**Excerpt to read:**
The only fix effectively amounts to replacing the entire system, which the owners are reluctant to pay for.

On the other hand, they recently fitted a Bafang kit and were pleasantly surprised by the apparent quality.

I would just be a little more convinced if I saw more - or any - Chinese ebikes on the road which have done a few thousand miles or lasted a few years.


----------



## confusedcyclist (11 Nov 2019)

If you are a heavy rider, and/or plan on including steep hills and want to minimise the hard work, the only Bosch motor worth your time is the CX performance which has 75Nm torque, and the 2020 model is much improved(*) over previous iterations. Bosch designed out the internal gearing drag that made the motor feel sluggish once the motor cuts out, so pedalling under your own steam feels more like spinning a traditional bottom bracket. You won't find it heavily discounted until next years tech is being marketed. If you don't plan on riding much over 15.5mph, then you might find the older CX performance motor equipped bikes well priced and suitably powerful enough to get you up steep climbs. If are prepared to work a little harder (not much mind) you might find the Active Line Plus equipped bike at a better price, but they have 50Nm torque. The more basic 40Nm Active Line motor seems to me to be aimed at flatter, casual and urban rides, the CX at mountain bikers, performance road ebikes, and heavy touring whereas and the AL+ is the middle ground, probably good enough for commuting that doesn't include big hills.

*I have yet to try it myself, but ask me again next week when I'll finally have taken delivery.


----------



## mynydd (11 Nov 2019)

**Raw data:**
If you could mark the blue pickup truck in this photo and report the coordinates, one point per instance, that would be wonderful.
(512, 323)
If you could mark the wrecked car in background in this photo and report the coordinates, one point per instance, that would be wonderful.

**Set exercise:** Translate this sentence from the ebike forum thread above into Spanish: "On the other hand, they recently fitted a Bafang kit and were pleasantly surprised by the apparent quality."

**Solution to this task:** Por otro lado, hace poco instalaron un kit Bafang y quedaron gratamente sorprendidos por la aparente calidad.